=== Texto fornecido ===
########

Por que a URSS interveio no Afeganistão?

Sputnik
A URSS mobilizou forças militares a pedido direto do governo afegão. A medida acabou sendo aplaudida e até estimulada pelos EUA, uma vez que o líder soviético Leonid Brejnev se viu atolado em seu “próprio Vietnã”.

Ninguém sabe exatamente como o líder afegão Hafizullah Amin morreu. Alguns afirmam que ele atirou em si mesmo, outros dizem que um oficial o matou. Mas uma coisa é certa: aconteceu na noite em que as Forças Especiais Soviéticas invadiram sua residência bem guardada, o Palácio de Tajbeg, em 27 de dezembro de 1979.

Este também representou o primeiro sinal do envolvimento soviético na guerra destrutiva do Afeganistão. Entre 25 e 27 de dezembro daquele ano, batalhões soviéticos entraram no país assumindo o controle da capital, Cabul, e dando início ao que viria a ser dez anos de operações militares. O que geralmente se ignora é o fato de que não foi uma invasão. Amin havia implorado a Brejnev 19 vezes para enviar tropas. As razões são complexas.

########

Reproduza o trecho do texto sobre a intervenção soviética no Afeganistão que começa em "Ninguém sabe exatamente" e segue até "dezembro de 1979.", trocando "Forças Especiais Soviéticas" por "tropas de elite soviéticas".

########

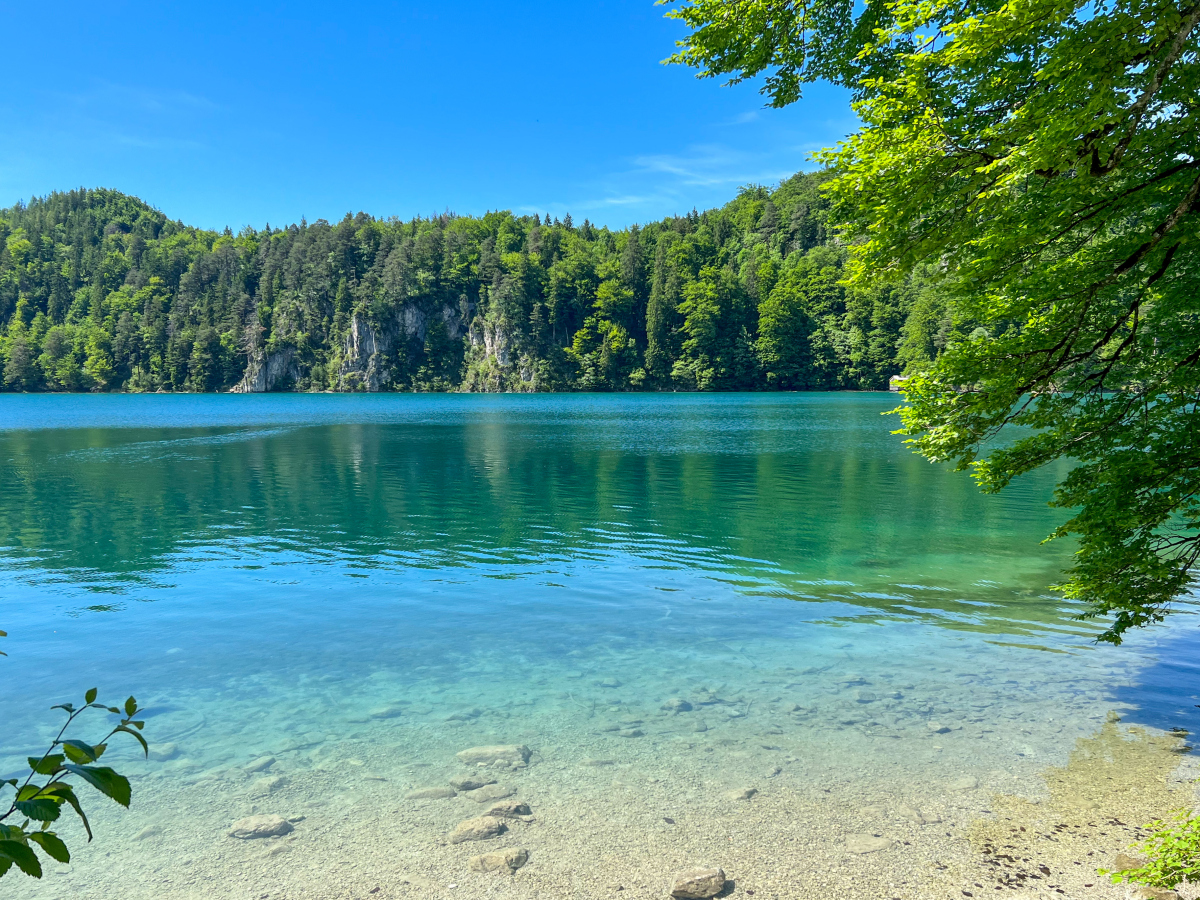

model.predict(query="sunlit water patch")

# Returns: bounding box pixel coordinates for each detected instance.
[0,395,1198,899]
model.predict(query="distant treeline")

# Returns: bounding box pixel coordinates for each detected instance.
[0,173,952,391]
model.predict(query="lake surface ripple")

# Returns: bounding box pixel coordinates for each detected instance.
[0,394,1198,899]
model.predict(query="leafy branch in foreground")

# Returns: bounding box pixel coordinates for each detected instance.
[0,691,149,878]
[668,0,1200,643]
[1099,809,1200,890]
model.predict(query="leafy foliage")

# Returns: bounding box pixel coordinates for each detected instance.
[0,681,149,878]
[1100,809,1200,889]
[0,180,913,391]
[672,0,1200,642]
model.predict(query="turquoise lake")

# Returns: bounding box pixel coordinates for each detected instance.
[0,394,1200,900]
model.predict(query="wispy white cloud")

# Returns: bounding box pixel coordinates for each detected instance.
[44,80,221,114]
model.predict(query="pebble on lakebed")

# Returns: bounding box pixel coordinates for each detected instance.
[671,868,725,900]
[446,816,508,844]
[229,816,295,840]
[468,847,529,874]
[457,744,533,768]
[404,787,457,800]
[846,834,894,856]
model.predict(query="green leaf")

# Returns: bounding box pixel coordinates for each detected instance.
[62,763,132,808]
[62,740,100,763]
[12,797,61,822]
[114,722,150,756]
[29,754,64,775]
[29,832,71,863]
[0,840,42,878]
[42,781,91,841]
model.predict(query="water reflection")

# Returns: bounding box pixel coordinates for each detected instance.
[0,395,1075,630]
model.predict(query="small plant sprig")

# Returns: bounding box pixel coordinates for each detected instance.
[0,686,150,878]
[1099,809,1200,890]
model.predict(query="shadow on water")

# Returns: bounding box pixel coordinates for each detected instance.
[1112,619,1200,744]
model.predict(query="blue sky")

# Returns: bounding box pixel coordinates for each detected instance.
[0,0,856,230]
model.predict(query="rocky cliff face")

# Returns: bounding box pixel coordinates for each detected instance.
[470,319,512,368]
[337,314,392,391]
[233,347,300,394]
[337,304,467,391]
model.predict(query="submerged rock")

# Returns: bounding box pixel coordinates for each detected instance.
[484,800,532,818]
[367,703,404,719]
[404,787,458,800]
[463,785,516,803]
[246,756,275,775]
[450,778,496,791]
[229,816,295,840]
[468,847,529,872]
[446,816,508,844]
[150,742,179,762]
[250,775,288,796]
[671,868,725,900]
[846,834,893,854]
[457,744,533,768]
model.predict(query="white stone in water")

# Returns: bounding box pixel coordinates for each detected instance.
[404,787,457,800]
[246,756,275,775]
[446,816,508,844]
[468,847,529,872]
[463,785,515,803]
[484,800,532,818]
[229,816,295,840]
[671,868,725,900]
[846,834,893,854]
[367,703,404,719]
[450,778,496,791]
[250,775,288,796]
[150,742,179,762]
[457,744,533,767]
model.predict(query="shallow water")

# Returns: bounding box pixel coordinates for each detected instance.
[0,394,1198,898]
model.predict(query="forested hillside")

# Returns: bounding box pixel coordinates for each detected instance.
[0,173,950,391]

########

=== Resultado da tarefa ===
Ninguém sabe exatamente como o líder afegão Hafizullah Amin morreu. Alguns afirmam que ele atirou em si mesmo, outros dizem que um oficial o matou. Mas uma coisa é certa: aconteceu na noite em que as tropas de elite soviéticas invadiram sua residência bem guardada, o Palácio de Tajbeg, em 27 de dezembro de 1979.